WORK ITEM: In this exercise, every entry is to be copied exactly.

□ □ □ □ □

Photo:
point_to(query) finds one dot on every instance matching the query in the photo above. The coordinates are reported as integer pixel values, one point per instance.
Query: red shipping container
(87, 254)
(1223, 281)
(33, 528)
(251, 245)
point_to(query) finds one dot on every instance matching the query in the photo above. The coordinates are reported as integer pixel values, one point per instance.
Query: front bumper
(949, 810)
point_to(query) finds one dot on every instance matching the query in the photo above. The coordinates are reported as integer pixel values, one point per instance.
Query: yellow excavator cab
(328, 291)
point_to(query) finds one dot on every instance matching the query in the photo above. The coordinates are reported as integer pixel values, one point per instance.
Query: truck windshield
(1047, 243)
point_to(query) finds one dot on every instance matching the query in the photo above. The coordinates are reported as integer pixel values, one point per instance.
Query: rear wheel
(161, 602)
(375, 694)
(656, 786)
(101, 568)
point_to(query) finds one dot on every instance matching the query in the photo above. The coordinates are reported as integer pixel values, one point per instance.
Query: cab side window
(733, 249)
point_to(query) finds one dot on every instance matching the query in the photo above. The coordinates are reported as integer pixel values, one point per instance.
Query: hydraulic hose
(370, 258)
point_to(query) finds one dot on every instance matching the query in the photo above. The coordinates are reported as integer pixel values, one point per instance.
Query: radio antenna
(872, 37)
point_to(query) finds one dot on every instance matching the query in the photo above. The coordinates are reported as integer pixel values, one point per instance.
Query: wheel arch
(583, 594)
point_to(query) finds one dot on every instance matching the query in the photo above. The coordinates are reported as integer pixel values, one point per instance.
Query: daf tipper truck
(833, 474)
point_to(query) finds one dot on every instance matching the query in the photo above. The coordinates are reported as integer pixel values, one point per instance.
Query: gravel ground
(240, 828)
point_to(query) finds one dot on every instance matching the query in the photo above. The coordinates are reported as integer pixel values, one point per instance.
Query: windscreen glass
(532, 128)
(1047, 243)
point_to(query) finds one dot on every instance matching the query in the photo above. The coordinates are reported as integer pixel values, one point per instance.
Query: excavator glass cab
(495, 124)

□ □ □ □ □

OUTPUT:
Photo:
point_to(query) finds one dot on every instance matching the query in the photo above. The coordinates are reported as integer pixel values, one point per instance.
Query: red shipping container
(87, 254)
(1223, 281)
(33, 528)
(251, 245)
point_to(query) finds one dot on every instance matching the query in the photo above. The coordinates are reported as integer pixel values, one point per instance.
Query: front bumper
(949, 810)
point_to(query) finds one dot on every instance matching the query in the photo above. The coordinates are reported as integer pixel values, one point per instance.
Query: yellow excavator cab
(328, 291)
point_to(query) finds one dot on every instance matching the query in the photo above. The coordinates are reported as integer pixel values, one point per instance.
Query: truck windshield
(1047, 243)
point_to(query) finds one dot on every instance matching the query in the photo above. The coordinates are reported as integer pixel values, one point per instance.
Query: rear wheel
(161, 602)
(375, 694)
(656, 786)
(101, 568)
point_to(query) finds one dot on every instance matching the query in the photo above. The coordinates are reported as integer pixel values, one point per instance.
Query: cab side window
(733, 249)
point_to(query) finds one dot on every instance matching the query in the photo above. The coordinates are reported as integer pixel values, one point per instance.
Query: hydraulic hose
(370, 258)
point_to(query) finds one dot on every instance matching the query in the photo above. The coordinates are reported as integer pixel values, one point per instance.
Query: radio antenna
(872, 37)
point_to(query) finds one dot on every instance matching the query in the photo above. The coordinates are reported as integer pixel values, one point per instance.
Query: wheel arch
(583, 594)
point_to(query) finds one dot on every instance matching the query in the photo above. The coordinates are reported as integer pixel values, one point per instance.
Query: daf tipper truck
(833, 474)
point_to(query) finds one dot on every instance matching the query in the photo above. The coordinates are reported as integer pixel values, one point per instance.
Query: gravel ground
(240, 828)
point_to(query) finds one dot on every instance matching the query in the photo above. The coordinates are reported as integer pixel values, one point per instance.
Query: windscreen glass
(532, 128)
(1047, 243)
point_to(query) finds one dot on every instance matching the query in the photo above. The coordinates are reported as integer pixel values, one point per instance.
Query: excavator glass cab
(495, 124)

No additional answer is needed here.